* **WHAT THE TASK REQUIRES**
Each entry, in full: reproduce it exactly.

*** Begin section ***

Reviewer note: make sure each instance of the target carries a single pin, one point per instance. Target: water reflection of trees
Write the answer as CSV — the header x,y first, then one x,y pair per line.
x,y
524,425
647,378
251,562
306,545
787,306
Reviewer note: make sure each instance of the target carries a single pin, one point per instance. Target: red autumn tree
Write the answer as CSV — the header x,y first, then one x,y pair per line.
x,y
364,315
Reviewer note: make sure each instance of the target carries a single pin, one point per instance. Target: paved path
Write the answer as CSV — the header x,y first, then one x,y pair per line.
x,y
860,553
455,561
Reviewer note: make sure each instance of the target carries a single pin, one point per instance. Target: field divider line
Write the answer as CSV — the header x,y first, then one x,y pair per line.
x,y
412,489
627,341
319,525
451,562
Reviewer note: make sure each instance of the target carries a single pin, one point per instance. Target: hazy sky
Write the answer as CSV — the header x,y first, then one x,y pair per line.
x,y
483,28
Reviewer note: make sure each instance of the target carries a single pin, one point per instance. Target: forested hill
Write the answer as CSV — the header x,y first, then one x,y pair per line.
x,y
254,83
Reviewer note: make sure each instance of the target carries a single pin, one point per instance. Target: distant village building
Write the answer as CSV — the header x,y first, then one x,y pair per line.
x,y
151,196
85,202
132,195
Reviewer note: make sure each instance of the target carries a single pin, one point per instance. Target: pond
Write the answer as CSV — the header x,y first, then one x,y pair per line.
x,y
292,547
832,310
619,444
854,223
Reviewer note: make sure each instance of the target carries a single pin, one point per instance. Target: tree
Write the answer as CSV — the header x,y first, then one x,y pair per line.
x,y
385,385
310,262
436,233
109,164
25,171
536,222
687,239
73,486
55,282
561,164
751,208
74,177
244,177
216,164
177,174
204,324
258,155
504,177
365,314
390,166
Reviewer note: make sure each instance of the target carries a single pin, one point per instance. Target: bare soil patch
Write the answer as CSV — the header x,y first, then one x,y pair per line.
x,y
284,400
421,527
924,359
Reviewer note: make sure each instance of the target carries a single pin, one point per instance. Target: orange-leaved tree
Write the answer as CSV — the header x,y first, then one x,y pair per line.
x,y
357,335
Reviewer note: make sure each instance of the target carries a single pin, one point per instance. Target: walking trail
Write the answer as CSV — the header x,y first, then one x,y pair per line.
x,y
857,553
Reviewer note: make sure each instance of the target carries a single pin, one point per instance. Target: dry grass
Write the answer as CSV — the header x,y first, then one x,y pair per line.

*** End section ***

* **WRITTEN RESPONSE**
Reviewer note: make sure each instance of the target carries a single pin, one point per instance. Target: water reflection of trees
Write the answer as CSV — the header x,y first, then one x,y pair per line.
x,y
524,425
647,378
251,562
306,545
787,306
Reviewer note: make sure each instance of the target carries a single pin, one point per instance. Target: red autumn tree
Write the answer as CSV — the header x,y first, then one x,y pair per line.
x,y
364,315
Reviewer note: make sure each instance of the target carries a single pin, one point per instance. Target: paved path
Write the answer as CSV — the header x,y first, then one x,y pair per line.
x,y
860,553
455,561
Reviewer note: make sure each instance of the target carries a single pin, one point per instance. Target: field divider line
Write the answer as CSV — the header x,y first, then one x,y pair per line.
x,y
412,489
627,341
319,525
451,562
Reviewer note: make sure each instance of the target carries a single pin, one point per instance. Target: hazy sky
Write the answer as CSV — the header x,y first, then one x,y pair per line.
x,y
483,28
Reviewer note: make sure each instance of the target carries a single pin, one point per instance. Target: forested hill
Write the answer as CSV — the header x,y first, then one x,y pair per line.
x,y
254,83
Reviewer note: make sure each instance of the target carries a single pin, one point per instance. Target: distant village building
Write the answer as CSV — the header x,y first, then one x,y pair per line.
x,y
151,196
85,202
132,195
Reviewer note: make sure each instance of the target carries a single pin, one point per instance. Target: pond
Write the answer as CSV — the header x,y first, then one x,y pair per line.
x,y
292,547
832,310
619,444
854,223
Reviewer note: make sure each instance of the target carries a single pin, one point per instance. Target: tree
Write the answer as CSV — the header x,y first, then one x,y pair per line.
x,y
385,385
310,262
436,233
109,164
25,171
536,222
687,239
73,486
55,282
561,164
751,208
74,177
244,177
216,164
177,174
204,324
258,155
504,177
365,314
390,166
Reviewer note: make sure each instance of the target carries a single pin, one point per instance. Target: bare soil patch
Write the answer as CSV — the header x,y first, then one x,y pair per line.
x,y
284,400
421,527
924,359
Reviewer note: make sure each instance of the target carries a single pin, one point per instance. Target: orange-leaved tree
Write the answer as CSV — the header x,y first, then one x,y pair per line.
x,y
357,335
Reviewer note: make sure each instance of the target carries a single pin, one point per instance. Target: walking trail
Write the answer as CSV — the header x,y first, then one x,y pair per line.
x,y
857,553
Reviewer note: make sure each instance of the target carries a single pin, one point per instance. Target: dry grass
Write the answer as CSV — the header x,y first, then one x,y pair per line.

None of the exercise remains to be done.